### Exercise instructions
How many lines in the records below contain the string "points"? Reply with the number alone.

### Dataset
*****

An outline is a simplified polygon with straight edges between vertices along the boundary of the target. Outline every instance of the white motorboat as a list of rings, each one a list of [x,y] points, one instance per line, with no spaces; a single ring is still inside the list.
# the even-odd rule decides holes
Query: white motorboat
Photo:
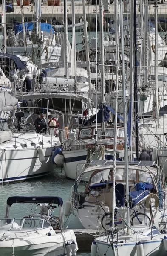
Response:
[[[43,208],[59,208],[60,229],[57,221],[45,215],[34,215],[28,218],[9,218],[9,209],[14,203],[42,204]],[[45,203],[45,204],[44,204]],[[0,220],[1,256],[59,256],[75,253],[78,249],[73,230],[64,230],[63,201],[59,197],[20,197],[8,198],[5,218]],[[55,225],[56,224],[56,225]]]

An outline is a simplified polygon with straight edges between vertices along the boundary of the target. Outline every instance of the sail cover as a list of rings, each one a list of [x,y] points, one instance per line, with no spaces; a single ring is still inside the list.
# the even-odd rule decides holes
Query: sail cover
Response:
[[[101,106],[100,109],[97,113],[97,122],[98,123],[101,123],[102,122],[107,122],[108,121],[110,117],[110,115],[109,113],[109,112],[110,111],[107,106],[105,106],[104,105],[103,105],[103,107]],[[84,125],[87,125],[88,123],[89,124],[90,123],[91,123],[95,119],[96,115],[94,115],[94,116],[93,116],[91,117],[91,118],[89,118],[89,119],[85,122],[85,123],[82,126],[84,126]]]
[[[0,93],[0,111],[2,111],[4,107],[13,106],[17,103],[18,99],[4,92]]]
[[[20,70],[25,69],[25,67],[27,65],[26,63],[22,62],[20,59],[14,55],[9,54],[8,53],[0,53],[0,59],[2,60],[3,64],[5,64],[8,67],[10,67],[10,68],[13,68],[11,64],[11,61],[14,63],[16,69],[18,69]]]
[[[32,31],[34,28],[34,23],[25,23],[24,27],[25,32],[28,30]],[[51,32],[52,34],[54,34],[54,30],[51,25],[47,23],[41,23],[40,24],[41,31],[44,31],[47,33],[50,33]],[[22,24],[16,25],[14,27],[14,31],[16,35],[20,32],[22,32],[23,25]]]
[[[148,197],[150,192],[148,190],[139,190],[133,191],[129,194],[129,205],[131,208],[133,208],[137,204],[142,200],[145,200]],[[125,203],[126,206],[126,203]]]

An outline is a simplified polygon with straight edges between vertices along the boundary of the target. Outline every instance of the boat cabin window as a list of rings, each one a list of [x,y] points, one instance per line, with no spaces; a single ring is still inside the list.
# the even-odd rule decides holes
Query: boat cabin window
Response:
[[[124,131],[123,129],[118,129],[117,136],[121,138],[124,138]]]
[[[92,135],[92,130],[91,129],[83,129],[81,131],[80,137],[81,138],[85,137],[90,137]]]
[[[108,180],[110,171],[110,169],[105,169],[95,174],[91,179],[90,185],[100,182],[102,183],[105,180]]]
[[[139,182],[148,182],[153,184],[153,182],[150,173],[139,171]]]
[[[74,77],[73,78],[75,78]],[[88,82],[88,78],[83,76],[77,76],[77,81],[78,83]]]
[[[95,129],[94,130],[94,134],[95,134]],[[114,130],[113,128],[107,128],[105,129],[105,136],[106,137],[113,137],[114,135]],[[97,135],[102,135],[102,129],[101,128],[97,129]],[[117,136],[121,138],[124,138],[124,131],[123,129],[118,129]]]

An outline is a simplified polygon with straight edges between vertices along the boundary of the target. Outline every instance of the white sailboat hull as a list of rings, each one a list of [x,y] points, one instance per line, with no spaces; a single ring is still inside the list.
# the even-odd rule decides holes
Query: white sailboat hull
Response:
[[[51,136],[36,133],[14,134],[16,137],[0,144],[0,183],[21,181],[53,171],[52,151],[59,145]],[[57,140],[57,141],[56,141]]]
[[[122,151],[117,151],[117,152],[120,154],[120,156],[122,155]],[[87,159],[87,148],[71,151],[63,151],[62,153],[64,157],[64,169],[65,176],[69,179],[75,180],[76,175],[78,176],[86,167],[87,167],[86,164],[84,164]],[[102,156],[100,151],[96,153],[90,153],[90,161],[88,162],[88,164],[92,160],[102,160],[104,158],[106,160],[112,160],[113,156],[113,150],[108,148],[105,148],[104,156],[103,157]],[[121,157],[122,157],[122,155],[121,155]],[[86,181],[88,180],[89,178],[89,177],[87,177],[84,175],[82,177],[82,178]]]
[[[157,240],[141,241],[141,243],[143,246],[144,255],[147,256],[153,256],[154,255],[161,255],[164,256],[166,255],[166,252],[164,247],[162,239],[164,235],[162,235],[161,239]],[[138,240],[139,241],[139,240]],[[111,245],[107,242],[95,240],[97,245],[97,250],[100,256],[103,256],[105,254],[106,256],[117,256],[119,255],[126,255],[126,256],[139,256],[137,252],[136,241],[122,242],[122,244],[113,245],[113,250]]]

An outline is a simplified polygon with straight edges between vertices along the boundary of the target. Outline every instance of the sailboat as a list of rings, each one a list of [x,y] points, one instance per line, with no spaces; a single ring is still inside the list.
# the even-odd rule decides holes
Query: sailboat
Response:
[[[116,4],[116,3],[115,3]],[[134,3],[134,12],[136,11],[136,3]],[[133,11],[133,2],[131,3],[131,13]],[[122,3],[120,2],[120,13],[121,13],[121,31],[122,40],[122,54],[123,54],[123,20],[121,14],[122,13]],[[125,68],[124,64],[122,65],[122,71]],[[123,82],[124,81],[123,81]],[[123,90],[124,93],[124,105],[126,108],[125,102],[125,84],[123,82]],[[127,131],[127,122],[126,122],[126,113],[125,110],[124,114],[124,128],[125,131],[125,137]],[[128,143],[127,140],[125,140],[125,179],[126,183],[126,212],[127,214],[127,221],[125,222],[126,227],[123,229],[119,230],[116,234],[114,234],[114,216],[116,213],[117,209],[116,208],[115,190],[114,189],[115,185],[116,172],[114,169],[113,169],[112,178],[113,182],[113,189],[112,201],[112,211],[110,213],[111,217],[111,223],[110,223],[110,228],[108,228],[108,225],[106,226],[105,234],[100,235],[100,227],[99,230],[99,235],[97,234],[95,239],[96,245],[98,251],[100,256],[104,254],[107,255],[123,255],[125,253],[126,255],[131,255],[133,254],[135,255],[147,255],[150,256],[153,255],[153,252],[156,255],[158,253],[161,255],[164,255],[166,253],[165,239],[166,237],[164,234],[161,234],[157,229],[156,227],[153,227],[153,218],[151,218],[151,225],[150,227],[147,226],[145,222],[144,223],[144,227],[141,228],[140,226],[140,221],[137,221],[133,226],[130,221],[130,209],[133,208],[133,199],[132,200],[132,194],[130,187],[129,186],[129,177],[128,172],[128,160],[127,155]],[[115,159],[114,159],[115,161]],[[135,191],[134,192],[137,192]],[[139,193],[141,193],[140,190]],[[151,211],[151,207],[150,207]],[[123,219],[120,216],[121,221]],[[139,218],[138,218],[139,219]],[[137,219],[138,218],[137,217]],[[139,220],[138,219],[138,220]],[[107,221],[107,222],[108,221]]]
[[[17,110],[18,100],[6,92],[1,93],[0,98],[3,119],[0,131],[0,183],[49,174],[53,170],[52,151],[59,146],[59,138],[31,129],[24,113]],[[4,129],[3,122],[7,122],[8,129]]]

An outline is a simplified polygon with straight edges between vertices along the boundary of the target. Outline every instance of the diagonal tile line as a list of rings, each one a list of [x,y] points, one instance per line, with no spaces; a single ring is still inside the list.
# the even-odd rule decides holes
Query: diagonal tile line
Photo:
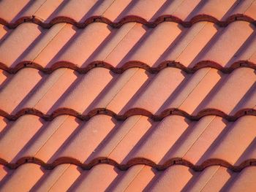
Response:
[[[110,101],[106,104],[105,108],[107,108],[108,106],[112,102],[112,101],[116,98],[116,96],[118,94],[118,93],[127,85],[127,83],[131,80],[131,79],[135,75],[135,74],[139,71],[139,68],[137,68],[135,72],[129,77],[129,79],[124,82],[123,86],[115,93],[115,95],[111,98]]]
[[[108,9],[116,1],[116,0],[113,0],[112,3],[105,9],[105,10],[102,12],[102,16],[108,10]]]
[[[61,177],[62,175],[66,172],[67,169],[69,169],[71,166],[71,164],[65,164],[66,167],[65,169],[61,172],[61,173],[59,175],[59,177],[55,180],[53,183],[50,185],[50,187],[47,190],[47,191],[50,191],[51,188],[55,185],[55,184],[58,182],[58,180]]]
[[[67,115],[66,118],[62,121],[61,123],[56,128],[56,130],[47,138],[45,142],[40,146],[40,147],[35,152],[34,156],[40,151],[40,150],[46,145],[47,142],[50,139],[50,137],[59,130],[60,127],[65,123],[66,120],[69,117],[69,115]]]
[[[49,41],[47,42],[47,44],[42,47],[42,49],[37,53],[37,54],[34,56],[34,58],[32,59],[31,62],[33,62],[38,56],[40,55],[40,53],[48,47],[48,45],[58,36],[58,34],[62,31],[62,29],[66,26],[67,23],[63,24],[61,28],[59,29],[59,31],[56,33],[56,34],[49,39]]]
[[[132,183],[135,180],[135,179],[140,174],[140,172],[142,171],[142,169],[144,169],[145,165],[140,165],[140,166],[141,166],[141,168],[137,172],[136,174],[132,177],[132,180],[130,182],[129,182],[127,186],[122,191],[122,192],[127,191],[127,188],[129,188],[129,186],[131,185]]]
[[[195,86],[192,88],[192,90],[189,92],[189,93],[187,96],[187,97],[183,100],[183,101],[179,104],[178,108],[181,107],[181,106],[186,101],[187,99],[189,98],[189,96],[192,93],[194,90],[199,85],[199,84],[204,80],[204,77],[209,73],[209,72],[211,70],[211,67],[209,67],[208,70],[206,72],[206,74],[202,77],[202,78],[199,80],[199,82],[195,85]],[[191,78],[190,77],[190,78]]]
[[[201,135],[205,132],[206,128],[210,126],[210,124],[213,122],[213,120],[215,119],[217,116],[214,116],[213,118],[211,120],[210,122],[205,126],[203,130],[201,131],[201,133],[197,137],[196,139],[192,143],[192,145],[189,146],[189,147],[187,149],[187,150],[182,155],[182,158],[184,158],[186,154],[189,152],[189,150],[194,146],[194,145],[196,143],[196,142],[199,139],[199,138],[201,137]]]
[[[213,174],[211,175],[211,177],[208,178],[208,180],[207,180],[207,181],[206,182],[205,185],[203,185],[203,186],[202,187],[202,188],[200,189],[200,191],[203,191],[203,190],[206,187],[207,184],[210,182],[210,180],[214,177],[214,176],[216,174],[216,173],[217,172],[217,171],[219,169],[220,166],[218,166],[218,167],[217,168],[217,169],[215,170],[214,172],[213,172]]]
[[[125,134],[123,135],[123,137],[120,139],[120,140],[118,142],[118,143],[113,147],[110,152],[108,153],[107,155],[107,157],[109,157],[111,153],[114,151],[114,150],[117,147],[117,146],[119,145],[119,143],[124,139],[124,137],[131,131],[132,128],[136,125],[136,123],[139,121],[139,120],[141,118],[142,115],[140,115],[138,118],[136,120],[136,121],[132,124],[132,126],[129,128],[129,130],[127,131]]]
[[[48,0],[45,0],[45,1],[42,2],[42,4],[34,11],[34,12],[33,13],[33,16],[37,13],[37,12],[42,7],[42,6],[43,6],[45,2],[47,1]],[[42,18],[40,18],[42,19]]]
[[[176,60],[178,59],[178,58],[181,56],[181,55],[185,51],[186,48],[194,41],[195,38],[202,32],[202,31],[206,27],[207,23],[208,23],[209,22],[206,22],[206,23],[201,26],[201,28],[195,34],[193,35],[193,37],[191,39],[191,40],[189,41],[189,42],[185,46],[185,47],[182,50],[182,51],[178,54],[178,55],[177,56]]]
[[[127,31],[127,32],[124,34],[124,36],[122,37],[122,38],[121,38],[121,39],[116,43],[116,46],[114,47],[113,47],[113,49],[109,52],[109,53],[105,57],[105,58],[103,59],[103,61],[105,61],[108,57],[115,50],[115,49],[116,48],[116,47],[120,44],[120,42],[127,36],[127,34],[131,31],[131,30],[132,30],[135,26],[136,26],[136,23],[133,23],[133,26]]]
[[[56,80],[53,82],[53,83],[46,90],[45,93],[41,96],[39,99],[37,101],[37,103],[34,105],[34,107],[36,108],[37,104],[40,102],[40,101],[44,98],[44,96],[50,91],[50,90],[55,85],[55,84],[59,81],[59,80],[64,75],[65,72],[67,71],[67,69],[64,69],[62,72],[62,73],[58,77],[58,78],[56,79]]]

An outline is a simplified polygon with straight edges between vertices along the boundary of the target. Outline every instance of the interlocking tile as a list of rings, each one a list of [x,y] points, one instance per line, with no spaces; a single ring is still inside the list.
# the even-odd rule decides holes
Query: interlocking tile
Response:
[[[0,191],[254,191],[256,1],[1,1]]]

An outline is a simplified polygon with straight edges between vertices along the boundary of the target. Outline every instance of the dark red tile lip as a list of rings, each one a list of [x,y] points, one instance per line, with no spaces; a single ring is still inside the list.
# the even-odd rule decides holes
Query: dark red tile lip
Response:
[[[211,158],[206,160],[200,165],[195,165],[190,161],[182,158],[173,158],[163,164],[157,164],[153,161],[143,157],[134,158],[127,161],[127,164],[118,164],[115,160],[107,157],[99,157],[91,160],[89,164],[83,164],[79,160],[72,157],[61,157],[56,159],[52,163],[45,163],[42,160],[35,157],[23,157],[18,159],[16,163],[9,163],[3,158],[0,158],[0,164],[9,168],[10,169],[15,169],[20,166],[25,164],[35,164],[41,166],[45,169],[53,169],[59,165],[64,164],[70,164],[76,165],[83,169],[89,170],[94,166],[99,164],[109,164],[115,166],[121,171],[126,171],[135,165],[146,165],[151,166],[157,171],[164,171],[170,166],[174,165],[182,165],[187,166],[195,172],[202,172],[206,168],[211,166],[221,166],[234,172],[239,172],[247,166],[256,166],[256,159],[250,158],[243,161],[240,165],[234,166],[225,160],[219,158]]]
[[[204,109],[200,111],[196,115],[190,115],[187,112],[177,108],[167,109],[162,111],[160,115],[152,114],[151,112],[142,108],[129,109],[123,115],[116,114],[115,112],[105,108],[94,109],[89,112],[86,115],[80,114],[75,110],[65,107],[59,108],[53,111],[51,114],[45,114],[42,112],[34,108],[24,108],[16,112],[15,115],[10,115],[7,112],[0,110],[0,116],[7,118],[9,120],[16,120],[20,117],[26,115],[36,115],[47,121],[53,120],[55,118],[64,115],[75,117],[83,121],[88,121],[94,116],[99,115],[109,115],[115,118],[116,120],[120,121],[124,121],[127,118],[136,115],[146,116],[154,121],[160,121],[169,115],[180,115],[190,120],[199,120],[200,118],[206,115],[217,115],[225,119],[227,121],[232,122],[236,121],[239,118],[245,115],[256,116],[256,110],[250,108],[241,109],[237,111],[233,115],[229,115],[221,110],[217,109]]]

*****

### Full response
8